WHAT TO DO >> Please transcribe the entries that follow exactly as they stand, skipping each picture.

STORED DATA >>
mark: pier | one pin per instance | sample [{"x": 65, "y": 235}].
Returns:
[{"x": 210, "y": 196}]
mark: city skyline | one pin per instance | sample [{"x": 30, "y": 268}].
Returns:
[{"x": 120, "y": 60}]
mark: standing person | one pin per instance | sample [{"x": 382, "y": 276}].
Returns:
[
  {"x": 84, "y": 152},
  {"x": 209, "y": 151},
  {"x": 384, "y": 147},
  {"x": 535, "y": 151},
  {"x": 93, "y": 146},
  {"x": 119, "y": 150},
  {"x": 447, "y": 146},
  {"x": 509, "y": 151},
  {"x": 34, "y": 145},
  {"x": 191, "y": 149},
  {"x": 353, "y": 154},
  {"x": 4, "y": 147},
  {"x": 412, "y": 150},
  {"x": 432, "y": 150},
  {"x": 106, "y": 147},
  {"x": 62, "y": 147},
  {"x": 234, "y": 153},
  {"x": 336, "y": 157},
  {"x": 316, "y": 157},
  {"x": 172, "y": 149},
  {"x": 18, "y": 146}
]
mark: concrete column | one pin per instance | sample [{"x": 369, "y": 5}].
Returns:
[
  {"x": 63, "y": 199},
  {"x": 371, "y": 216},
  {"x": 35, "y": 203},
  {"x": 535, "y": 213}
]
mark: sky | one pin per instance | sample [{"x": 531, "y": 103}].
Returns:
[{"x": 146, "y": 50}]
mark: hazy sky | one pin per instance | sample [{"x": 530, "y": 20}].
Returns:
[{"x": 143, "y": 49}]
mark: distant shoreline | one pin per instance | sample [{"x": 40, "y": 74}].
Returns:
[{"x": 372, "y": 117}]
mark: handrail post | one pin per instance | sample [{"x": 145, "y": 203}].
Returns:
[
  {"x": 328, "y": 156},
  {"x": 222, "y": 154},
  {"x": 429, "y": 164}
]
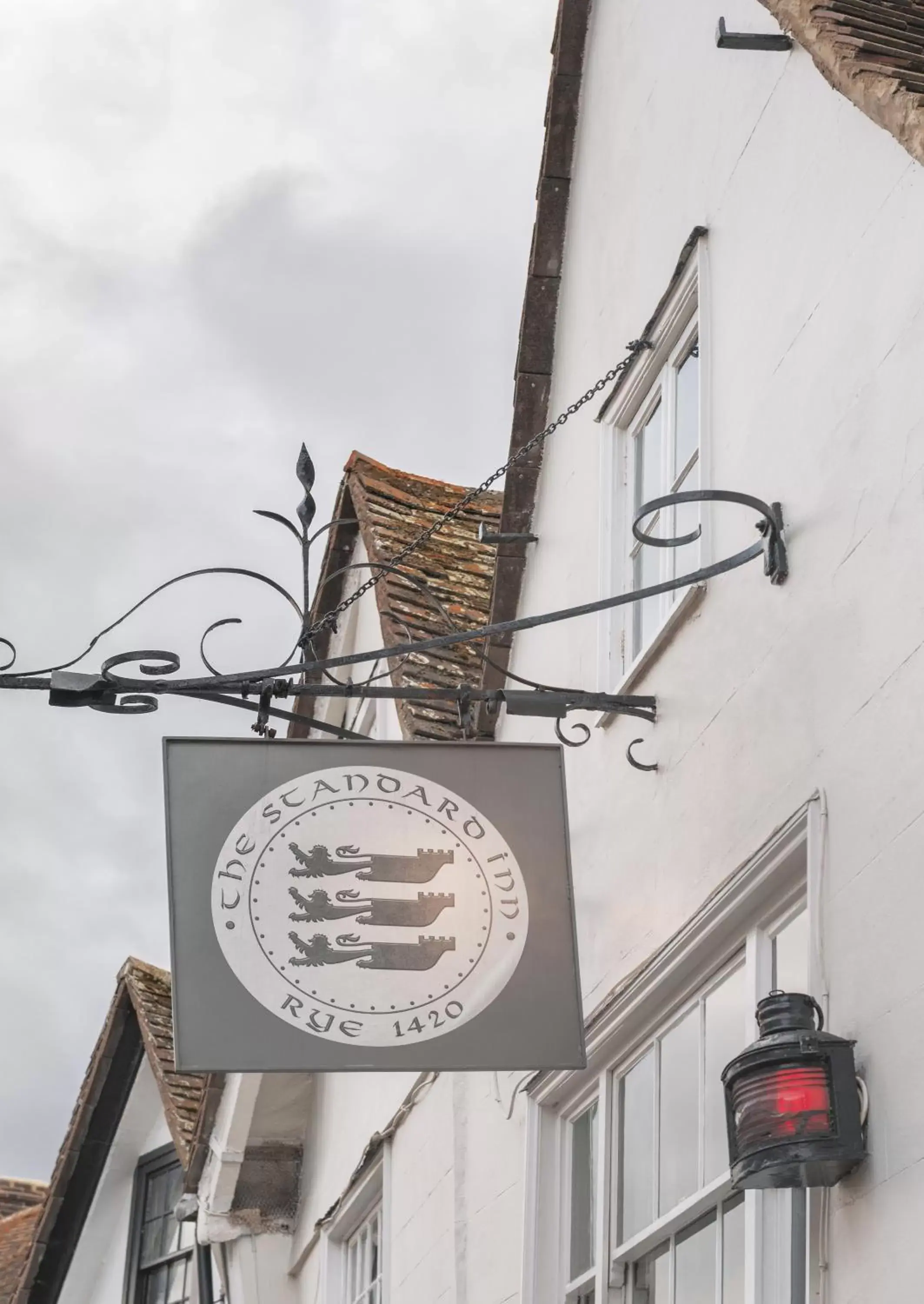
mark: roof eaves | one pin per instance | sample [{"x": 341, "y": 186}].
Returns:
[{"x": 872, "y": 53}]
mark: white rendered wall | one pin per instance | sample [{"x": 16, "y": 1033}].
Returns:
[
  {"x": 97, "y": 1273},
  {"x": 816, "y": 329},
  {"x": 816, "y": 295}
]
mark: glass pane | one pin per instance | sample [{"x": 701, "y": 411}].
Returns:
[
  {"x": 373, "y": 1251},
  {"x": 156, "y": 1196},
  {"x": 686, "y": 521},
  {"x": 156, "y": 1286},
  {"x": 725, "y": 1038},
  {"x": 583, "y": 1191},
  {"x": 645, "y": 615},
  {"x": 679, "y": 1111},
  {"x": 695, "y": 1264},
  {"x": 636, "y": 1128},
  {"x": 176, "y": 1289},
  {"x": 351, "y": 1273},
  {"x": 733, "y": 1251},
  {"x": 790, "y": 955},
  {"x": 687, "y": 433},
  {"x": 150, "y": 1242},
  {"x": 652, "y": 1277},
  {"x": 649, "y": 480}
]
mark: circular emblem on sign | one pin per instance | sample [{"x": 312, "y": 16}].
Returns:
[{"x": 369, "y": 907}]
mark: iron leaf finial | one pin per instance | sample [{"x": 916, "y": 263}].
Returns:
[{"x": 306, "y": 472}]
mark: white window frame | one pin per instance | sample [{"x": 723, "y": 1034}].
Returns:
[
  {"x": 683, "y": 316},
  {"x": 368, "y": 1195},
  {"x": 735, "y": 925}
]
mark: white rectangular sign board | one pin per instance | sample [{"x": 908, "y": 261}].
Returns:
[{"x": 371, "y": 907}]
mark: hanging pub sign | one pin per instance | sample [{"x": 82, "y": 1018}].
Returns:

TASK RESULT >>
mark: pier | one pin per instance | sample [{"x": 65, "y": 235}].
Returns:
[{"x": 210, "y": 196}]
mark: city skyline | one pin per instance | sample [{"x": 30, "y": 268}].
Returns:
[{"x": 120, "y": 60}]
mark: standing person | one pin per instance | sample [{"x": 382, "y": 276}].
Returns:
[
  {"x": 84, "y": 152},
  {"x": 209, "y": 151},
  {"x": 384, "y": 147},
  {"x": 535, "y": 151},
  {"x": 93, "y": 146},
  {"x": 119, "y": 150},
  {"x": 447, "y": 146},
  {"x": 509, "y": 151},
  {"x": 34, "y": 145},
  {"x": 191, "y": 149},
  {"x": 353, "y": 154},
  {"x": 4, "y": 147},
  {"x": 412, "y": 150},
  {"x": 432, "y": 150},
  {"x": 106, "y": 147},
  {"x": 62, "y": 147},
  {"x": 234, "y": 153},
  {"x": 336, "y": 157},
  {"x": 316, "y": 157},
  {"x": 172, "y": 149},
  {"x": 18, "y": 146}
]
mark: concrete column | one pin per instance | sample [{"x": 369, "y": 5}].
Returns:
[
  {"x": 63, "y": 199},
  {"x": 371, "y": 216},
  {"x": 35, "y": 203},
  {"x": 535, "y": 213}
]
mark: sky | one pin per instance | sample [{"x": 531, "y": 103}].
Returns:
[{"x": 146, "y": 50}]
mark: hazy sky | one pin per instance | sample [{"x": 530, "y": 20}].
Returns:
[{"x": 143, "y": 49}]
mark: distant shoreline | one pin per instance | sample [{"x": 40, "y": 74}].
Returns:
[{"x": 372, "y": 117}]
mark: handrail post | one pin per instance | sample [{"x": 145, "y": 203}].
Returns:
[
  {"x": 328, "y": 156},
  {"x": 222, "y": 154},
  {"x": 429, "y": 164}
]
mark: roof eaves | one pin per instance | sample [{"x": 341, "y": 186}].
Returns:
[{"x": 872, "y": 53}]
mark: white rendered wall | one pin per instance | sample [{"x": 16, "y": 1033}].
Returns:
[
  {"x": 97, "y": 1273},
  {"x": 816, "y": 329},
  {"x": 816, "y": 295}
]
mark: glass pane | one pin per instance | sample [{"x": 701, "y": 411}].
Returns:
[
  {"x": 373, "y": 1251},
  {"x": 156, "y": 1196},
  {"x": 686, "y": 521},
  {"x": 156, "y": 1286},
  {"x": 725, "y": 1038},
  {"x": 583, "y": 1191},
  {"x": 645, "y": 615},
  {"x": 679, "y": 1111},
  {"x": 695, "y": 1264},
  {"x": 636, "y": 1128},
  {"x": 176, "y": 1289},
  {"x": 351, "y": 1273},
  {"x": 733, "y": 1251},
  {"x": 790, "y": 955},
  {"x": 687, "y": 433},
  {"x": 150, "y": 1242},
  {"x": 652, "y": 1277},
  {"x": 649, "y": 480}
]
mark: circular emblem on sign | one pin per instance | sample [{"x": 312, "y": 16}].
Returns:
[{"x": 369, "y": 907}]
mark: iron leaf finial | one pin per instance | sample [{"x": 916, "y": 263}].
Returns:
[{"x": 306, "y": 472}]
mark: white window frame | one pin per instance | sample [{"x": 723, "y": 1034}].
Returns:
[
  {"x": 683, "y": 316},
  {"x": 368, "y": 1195},
  {"x": 735, "y": 925}
]
mark: white rectangular sign board | one pin per instance | sample [{"x": 908, "y": 261}].
Returns:
[{"x": 371, "y": 907}]
mark: hanging pub sign | one pin per instance | sample [{"x": 82, "y": 1018}].
Returns:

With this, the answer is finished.